Bisakah Anda melanjutkan teks tentang peer pressure, mulai tepat setelah kalimat terakhirnya?

#### [TEKS YANG DIBERIKAN]
........

Apa Itu Peer Pressure?
Secara sederhana, peer pressure adalah pengaruh yang diberikan oleh kelompok sebaya terhadap individu, yang mendorong seseorang untuk menyesuaikan perilakunya agar selaras dengan kelompok tersebut. Kelompok sebaya ini bisa berupa teman sekolah, rekan kerja, komunitas hobi, bahkan pertemanan di dunia maya.
Namun, sosiologi mengajarkan kita untuk tidak melihat hal ini secara hitam-putih. Tekanan teman bisa bersifat negatif, seperti mendorong untuk mencoba alkohol, melakukan bullying, atau menyebar hoaks. Namun, di sisi lain, tekanan juga bisa positif: misalnya, memotivasi untuk lebih disiplin, hidup sehat, atau berprestasi.
Mengapa Sobat Valid mudah terpengaruh oleh teman sebaya? Sosiolog, seperti Emile Durkheim dan Erving Goffman, memberikan penjelasan menarik.

........

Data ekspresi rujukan
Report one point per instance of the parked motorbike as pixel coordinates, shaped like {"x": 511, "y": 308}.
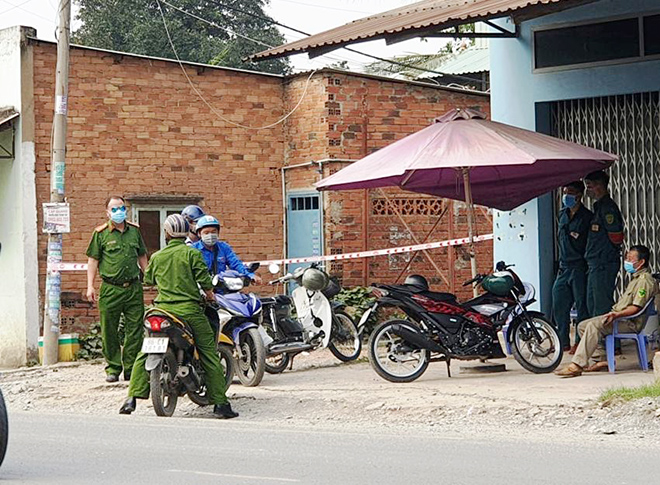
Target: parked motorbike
{"x": 320, "y": 321}
{"x": 239, "y": 315}
{"x": 439, "y": 328}
{"x": 4, "y": 428}
{"x": 173, "y": 362}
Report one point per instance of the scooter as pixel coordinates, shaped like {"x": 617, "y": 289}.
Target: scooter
{"x": 238, "y": 316}
{"x": 320, "y": 321}
{"x": 439, "y": 328}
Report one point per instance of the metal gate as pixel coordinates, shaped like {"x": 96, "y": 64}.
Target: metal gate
{"x": 628, "y": 125}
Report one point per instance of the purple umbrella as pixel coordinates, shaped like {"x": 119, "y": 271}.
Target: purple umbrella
{"x": 463, "y": 156}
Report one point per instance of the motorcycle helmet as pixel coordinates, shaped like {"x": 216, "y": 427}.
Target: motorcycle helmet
{"x": 192, "y": 213}
{"x": 176, "y": 226}
{"x": 206, "y": 221}
{"x": 499, "y": 283}
{"x": 418, "y": 281}
{"x": 314, "y": 279}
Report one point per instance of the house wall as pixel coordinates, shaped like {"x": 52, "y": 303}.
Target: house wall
{"x": 19, "y": 297}
{"x": 516, "y": 93}
{"x": 353, "y": 117}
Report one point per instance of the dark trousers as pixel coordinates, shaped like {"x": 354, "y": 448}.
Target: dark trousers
{"x": 570, "y": 288}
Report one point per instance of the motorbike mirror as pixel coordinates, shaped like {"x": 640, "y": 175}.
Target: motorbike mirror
{"x": 273, "y": 268}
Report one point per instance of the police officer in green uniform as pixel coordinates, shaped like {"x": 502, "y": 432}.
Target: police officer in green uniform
{"x": 177, "y": 270}
{"x": 603, "y": 253}
{"x": 118, "y": 252}
{"x": 571, "y": 283}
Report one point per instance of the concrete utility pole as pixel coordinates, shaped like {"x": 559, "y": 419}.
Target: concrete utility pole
{"x": 54, "y": 278}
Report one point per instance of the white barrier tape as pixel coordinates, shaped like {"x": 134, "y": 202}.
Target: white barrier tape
{"x": 331, "y": 257}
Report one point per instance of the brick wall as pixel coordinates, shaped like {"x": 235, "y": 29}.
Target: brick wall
{"x": 136, "y": 128}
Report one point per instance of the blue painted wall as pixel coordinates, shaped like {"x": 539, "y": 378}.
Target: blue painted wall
{"x": 524, "y": 236}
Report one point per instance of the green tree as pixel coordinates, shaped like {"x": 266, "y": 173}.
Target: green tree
{"x": 136, "y": 26}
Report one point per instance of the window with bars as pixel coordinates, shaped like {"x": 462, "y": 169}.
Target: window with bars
{"x": 304, "y": 203}
{"x": 406, "y": 206}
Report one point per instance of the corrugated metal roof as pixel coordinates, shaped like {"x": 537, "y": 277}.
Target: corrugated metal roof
{"x": 419, "y": 18}
{"x": 470, "y": 61}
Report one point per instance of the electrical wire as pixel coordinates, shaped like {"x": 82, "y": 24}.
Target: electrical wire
{"x": 213, "y": 110}
{"x": 349, "y": 49}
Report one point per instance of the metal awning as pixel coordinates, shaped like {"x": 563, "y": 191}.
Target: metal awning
{"x": 7, "y": 115}
{"x": 428, "y": 18}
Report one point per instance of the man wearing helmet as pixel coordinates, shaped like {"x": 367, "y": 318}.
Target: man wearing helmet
{"x": 218, "y": 255}
{"x": 192, "y": 213}
{"x": 177, "y": 270}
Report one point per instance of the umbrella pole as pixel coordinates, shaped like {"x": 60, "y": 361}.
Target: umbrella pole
{"x": 470, "y": 214}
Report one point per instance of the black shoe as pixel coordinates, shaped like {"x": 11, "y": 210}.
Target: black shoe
{"x": 129, "y": 406}
{"x": 224, "y": 411}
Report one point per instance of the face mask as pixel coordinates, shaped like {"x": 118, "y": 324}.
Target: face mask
{"x": 118, "y": 216}
{"x": 629, "y": 266}
{"x": 569, "y": 200}
{"x": 210, "y": 239}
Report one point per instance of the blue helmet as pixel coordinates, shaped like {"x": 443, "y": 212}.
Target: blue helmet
{"x": 192, "y": 213}
{"x": 207, "y": 221}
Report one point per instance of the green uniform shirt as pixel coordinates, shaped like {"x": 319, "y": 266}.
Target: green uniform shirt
{"x": 640, "y": 290}
{"x": 117, "y": 252}
{"x": 573, "y": 233}
{"x": 176, "y": 269}
{"x": 606, "y": 221}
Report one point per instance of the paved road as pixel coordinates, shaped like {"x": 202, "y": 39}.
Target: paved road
{"x": 118, "y": 449}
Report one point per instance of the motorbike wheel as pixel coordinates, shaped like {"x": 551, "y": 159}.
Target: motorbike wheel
{"x": 392, "y": 357}
{"x": 163, "y": 395}
{"x": 345, "y": 343}
{"x": 277, "y": 363}
{"x": 539, "y": 358}
{"x": 250, "y": 368}
{"x": 227, "y": 360}
{"x": 4, "y": 428}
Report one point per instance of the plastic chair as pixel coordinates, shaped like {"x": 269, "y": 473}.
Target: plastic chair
{"x": 640, "y": 338}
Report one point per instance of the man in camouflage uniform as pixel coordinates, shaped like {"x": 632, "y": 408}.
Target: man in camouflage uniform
{"x": 640, "y": 290}
{"x": 117, "y": 252}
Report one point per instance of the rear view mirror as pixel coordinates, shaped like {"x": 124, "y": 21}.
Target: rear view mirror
{"x": 273, "y": 268}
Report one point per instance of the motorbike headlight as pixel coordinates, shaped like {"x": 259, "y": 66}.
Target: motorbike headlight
{"x": 234, "y": 284}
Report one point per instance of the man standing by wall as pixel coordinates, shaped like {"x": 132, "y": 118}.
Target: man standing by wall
{"x": 603, "y": 253}
{"x": 571, "y": 283}
{"x": 115, "y": 251}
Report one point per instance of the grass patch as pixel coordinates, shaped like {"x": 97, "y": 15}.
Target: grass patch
{"x": 631, "y": 393}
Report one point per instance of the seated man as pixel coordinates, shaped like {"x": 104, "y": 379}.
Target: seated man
{"x": 640, "y": 290}
{"x": 218, "y": 255}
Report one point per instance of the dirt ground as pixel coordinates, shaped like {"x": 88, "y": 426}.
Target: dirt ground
{"x": 320, "y": 391}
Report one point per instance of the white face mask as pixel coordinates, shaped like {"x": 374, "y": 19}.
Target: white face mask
{"x": 210, "y": 239}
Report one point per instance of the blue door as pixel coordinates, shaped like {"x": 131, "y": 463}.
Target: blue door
{"x": 304, "y": 235}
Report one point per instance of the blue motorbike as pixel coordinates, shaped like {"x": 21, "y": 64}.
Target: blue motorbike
{"x": 239, "y": 317}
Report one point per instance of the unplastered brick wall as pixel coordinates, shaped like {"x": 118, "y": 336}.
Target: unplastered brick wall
{"x": 359, "y": 115}
{"x": 137, "y": 129}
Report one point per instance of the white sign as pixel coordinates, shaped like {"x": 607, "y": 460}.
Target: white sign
{"x": 57, "y": 219}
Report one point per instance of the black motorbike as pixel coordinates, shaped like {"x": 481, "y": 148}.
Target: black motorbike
{"x": 439, "y": 328}
{"x": 173, "y": 362}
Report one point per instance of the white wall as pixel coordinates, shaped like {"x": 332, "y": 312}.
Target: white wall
{"x": 19, "y": 305}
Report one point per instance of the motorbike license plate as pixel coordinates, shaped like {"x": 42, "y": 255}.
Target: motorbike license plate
{"x": 365, "y": 317}
{"x": 155, "y": 345}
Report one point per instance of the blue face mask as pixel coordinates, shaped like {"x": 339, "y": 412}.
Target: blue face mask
{"x": 569, "y": 200}
{"x": 629, "y": 266}
{"x": 118, "y": 216}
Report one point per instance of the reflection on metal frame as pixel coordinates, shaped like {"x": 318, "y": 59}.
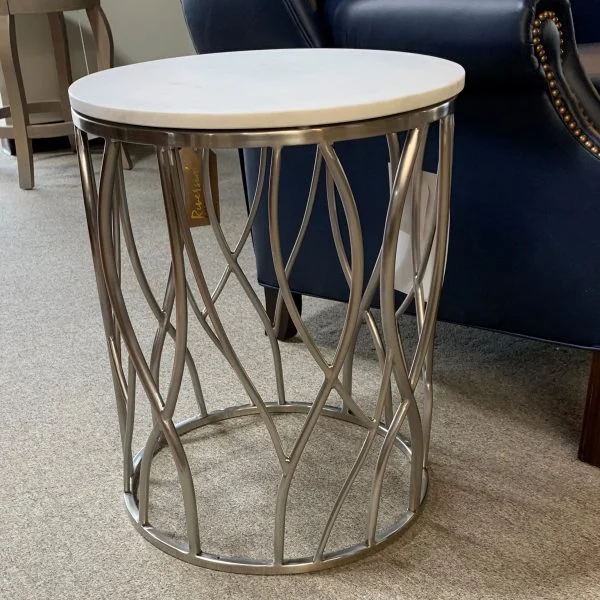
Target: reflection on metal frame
{"x": 108, "y": 221}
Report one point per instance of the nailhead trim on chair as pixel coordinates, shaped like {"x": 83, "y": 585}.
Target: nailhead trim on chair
{"x": 558, "y": 102}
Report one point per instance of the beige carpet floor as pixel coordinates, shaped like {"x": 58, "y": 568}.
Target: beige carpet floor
{"x": 511, "y": 513}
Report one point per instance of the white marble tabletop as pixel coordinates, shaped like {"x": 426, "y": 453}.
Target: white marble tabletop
{"x": 267, "y": 89}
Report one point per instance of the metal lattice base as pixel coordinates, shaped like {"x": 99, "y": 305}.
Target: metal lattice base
{"x": 399, "y": 373}
{"x": 173, "y": 546}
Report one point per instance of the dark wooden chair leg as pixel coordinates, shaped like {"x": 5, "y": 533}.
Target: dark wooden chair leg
{"x": 287, "y": 328}
{"x": 589, "y": 446}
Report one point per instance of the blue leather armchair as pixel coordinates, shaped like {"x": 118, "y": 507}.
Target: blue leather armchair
{"x": 524, "y": 255}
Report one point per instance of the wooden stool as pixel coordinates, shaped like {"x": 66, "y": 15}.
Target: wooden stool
{"x": 19, "y": 111}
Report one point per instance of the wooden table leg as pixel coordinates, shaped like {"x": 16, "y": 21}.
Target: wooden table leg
{"x": 105, "y": 53}
{"x": 62, "y": 58}
{"x": 13, "y": 80}
{"x": 589, "y": 446}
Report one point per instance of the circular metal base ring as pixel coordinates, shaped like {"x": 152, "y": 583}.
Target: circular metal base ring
{"x": 232, "y": 564}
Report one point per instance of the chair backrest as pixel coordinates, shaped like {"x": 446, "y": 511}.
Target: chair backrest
{"x": 586, "y": 17}
{"x": 228, "y": 25}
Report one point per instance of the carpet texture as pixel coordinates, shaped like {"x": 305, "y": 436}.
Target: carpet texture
{"x": 510, "y": 513}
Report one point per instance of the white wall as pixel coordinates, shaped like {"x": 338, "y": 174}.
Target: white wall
{"x": 142, "y": 30}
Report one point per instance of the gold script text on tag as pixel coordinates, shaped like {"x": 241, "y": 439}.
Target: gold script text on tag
{"x": 195, "y": 198}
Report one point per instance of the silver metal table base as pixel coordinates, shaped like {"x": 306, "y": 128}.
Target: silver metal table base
{"x": 400, "y": 372}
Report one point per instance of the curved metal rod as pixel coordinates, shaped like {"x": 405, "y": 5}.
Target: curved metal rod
{"x": 415, "y": 238}
{"x": 360, "y": 460}
{"x": 225, "y": 344}
{"x": 142, "y": 280}
{"x": 391, "y": 334}
{"x": 393, "y": 151}
{"x": 312, "y": 194}
{"x": 366, "y": 315}
{"x": 418, "y": 273}
{"x": 247, "y": 229}
{"x": 109, "y": 167}
{"x": 423, "y": 359}
{"x": 161, "y": 332}
{"x": 203, "y": 321}
{"x": 350, "y": 323}
{"x": 442, "y": 225}
{"x": 90, "y": 199}
{"x": 312, "y": 347}
{"x": 235, "y": 268}
{"x": 127, "y": 452}
{"x": 382, "y": 461}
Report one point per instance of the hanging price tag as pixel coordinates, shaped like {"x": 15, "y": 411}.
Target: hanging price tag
{"x": 195, "y": 197}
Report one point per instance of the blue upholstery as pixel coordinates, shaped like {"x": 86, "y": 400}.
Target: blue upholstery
{"x": 524, "y": 253}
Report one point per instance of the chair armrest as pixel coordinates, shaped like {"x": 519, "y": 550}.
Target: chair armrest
{"x": 506, "y": 47}
{"x": 492, "y": 39}
{"x": 229, "y": 25}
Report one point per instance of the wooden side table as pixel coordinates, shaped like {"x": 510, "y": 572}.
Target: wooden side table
{"x": 18, "y": 109}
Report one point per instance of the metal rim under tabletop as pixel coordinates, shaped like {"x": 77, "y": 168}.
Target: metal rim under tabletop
{"x": 111, "y": 235}
{"x": 259, "y": 138}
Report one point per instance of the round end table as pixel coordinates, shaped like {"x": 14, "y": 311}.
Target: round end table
{"x": 270, "y": 100}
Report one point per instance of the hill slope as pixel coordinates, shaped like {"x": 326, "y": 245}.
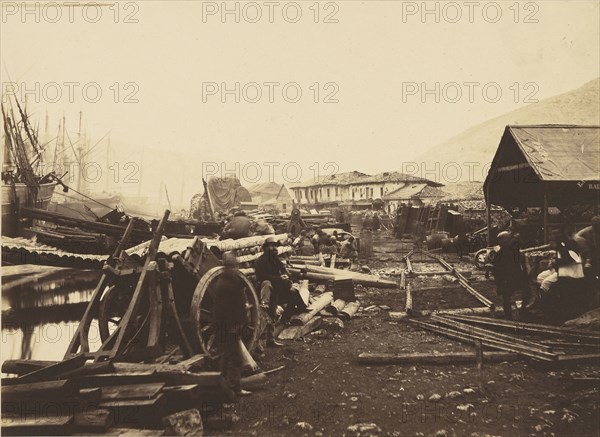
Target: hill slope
{"x": 479, "y": 143}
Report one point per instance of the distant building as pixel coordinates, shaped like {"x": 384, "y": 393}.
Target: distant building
{"x": 545, "y": 166}
{"x": 415, "y": 194}
{"x": 352, "y": 189}
{"x": 270, "y": 195}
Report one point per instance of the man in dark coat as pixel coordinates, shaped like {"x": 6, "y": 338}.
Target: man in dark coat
{"x": 231, "y": 317}
{"x": 509, "y": 272}
{"x": 276, "y": 287}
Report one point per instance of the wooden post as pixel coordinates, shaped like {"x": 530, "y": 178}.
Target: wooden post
{"x": 545, "y": 217}
{"x": 488, "y": 215}
{"x": 210, "y": 209}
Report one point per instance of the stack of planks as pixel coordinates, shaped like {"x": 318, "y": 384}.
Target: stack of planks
{"x": 317, "y": 273}
{"x": 79, "y": 397}
{"x": 542, "y": 343}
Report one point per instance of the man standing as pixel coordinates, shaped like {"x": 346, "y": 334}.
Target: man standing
{"x": 231, "y": 316}
{"x": 275, "y": 288}
{"x": 509, "y": 273}
{"x": 349, "y": 250}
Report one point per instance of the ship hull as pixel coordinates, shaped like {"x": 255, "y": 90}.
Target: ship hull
{"x": 9, "y": 218}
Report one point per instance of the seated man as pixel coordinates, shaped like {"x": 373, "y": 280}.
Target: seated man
{"x": 566, "y": 264}
{"x": 349, "y": 250}
{"x": 327, "y": 245}
{"x": 276, "y": 287}
{"x": 588, "y": 241}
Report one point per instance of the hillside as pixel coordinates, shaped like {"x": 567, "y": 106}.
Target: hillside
{"x": 479, "y": 143}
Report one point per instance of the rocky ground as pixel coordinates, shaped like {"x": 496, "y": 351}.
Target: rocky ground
{"x": 323, "y": 391}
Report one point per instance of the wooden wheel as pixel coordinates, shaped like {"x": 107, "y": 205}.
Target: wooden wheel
{"x": 112, "y": 308}
{"x": 202, "y": 311}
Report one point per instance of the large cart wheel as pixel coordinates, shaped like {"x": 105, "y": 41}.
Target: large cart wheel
{"x": 202, "y": 311}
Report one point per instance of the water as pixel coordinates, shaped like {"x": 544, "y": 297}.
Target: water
{"x": 39, "y": 319}
{"x": 42, "y": 340}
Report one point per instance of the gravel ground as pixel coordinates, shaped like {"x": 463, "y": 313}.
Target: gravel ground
{"x": 323, "y": 391}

........

#### [HASIL TUGAS INI]
Durkheim melihat manusia sebagai makhluk sosial yang memiliki kebutuhan untuk menjadi bagian dari komunitas. Tanpa ikatan sosial, individu dapat merasa asing, tidak berarti, bahkan mengalami anomie atau kondisi di mana norma tidak lagi diindahkan.
Sementara itu, Goffman, lewat teorinya tentang dramaturgi, melihat kehidupan sosial layaknya sebuah panggung. Kita memainkan berbagai peran di hadapan orang lain, dan penampilan kita, seperti pakaian, gaya bicara, maupun sikap yang masuk dalam bentuk pertunjukan untuk mendapat pengakuan. Dalam konteks ini, peer pressure menjadi semacam sutradara sosial yang menentukan naskah dan kostum yang harus kita lakukan dan kenakan agar tetap relevan di panggung sosial.
Norma, Konformitas, dan Deviasi
Sosiologi juga memandang peer pressure sebagai mekanisme pengendalian sosial. Lewat tekanan kelompok, norma bisa ditegakkan dan anggota kelompok terdorong untuk berperilaku sesuai ekspektasi.
Tentunya, tidak semua orang patuh. Mereka yang menolak tekanan ini kadang dianggap berbeda atau menyimpang. Inilah yang disebut dengan deviasi.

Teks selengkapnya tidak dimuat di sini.